→ WRITTEN TASK
Put the items below into a numbered list, leaving out any blank lines.
====
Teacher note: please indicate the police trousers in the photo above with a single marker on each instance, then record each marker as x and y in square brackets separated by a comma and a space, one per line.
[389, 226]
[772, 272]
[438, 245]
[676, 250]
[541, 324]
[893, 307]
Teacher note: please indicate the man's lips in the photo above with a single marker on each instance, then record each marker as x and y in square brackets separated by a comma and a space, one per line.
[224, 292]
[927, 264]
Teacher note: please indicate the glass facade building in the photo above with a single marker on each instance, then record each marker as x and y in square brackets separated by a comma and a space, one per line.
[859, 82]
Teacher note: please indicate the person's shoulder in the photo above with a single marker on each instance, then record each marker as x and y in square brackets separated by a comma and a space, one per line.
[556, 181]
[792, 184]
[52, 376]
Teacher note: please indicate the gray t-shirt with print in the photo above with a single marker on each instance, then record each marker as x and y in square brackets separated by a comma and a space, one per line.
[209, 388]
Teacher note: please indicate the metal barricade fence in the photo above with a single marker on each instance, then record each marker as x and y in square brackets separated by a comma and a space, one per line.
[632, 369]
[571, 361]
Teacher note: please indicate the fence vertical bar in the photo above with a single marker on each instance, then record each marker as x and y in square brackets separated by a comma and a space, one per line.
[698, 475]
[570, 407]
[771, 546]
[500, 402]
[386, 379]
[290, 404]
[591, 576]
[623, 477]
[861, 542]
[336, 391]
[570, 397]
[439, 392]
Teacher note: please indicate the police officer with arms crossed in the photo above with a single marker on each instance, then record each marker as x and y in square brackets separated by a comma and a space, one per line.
====
→ WRITTEN ANSWER
1. Teacher note: please indicate the police trousers in the photo above with a single marker on each instance, then record each marker as x and y in square brackets separated by a comma and a space, one per line.
2. [389, 226]
3. [772, 272]
4. [438, 245]
5. [676, 250]
6. [541, 324]
7. [893, 307]
8. Teacher note: please indicate the man's lips in the photo above with a single marker on each instance, then record each marker as x and y in square brackets separated by a comma and a space, one per line.
9. [224, 292]
10. [927, 264]
11. Teacher note: please indicate the glass facade building in the photo above with a single marker on each instance, then record each marker as x and y in square brackets separated by a comma and a space, one per line.
12. [859, 82]
13. Teacher note: please indicate the person's shoulder in the photo above with a single marker on each instance, then record each marker as x and y in square brackets separated by a comma and a space, one per line.
14. [556, 181]
15. [792, 184]
16. [52, 376]
17. Teacher note: please indicate the gray t-shirt with print in the photo above with a single marker on each instance, then record each marker as x and y in square brackets separated by a comma and a space, one per line.
18. [209, 388]
19. Teacher note: please indicate the metal barricade fence in the photo above with a single marker on each instance, then record each marker as x and y in square brackets separated by a comma and a space, one per line.
20. [632, 369]
21. [571, 361]
22. Teacher note: please indicate the fence vertical bar in the photo above with a single marker on each instance, then record each marker as x and y in square brackets separated by a comma and a space, one per line.
23. [698, 475]
24. [570, 407]
25. [771, 546]
26. [500, 402]
27. [386, 379]
28. [290, 404]
29. [591, 576]
30. [623, 477]
31. [861, 542]
32. [336, 391]
33. [570, 397]
34. [439, 392]
35. Teacher note: please indicate the police officer with arms crossed in the photo above with a single marker on each instance, then record each marker as x and y in square brackets separated by a comma and a space, one per line.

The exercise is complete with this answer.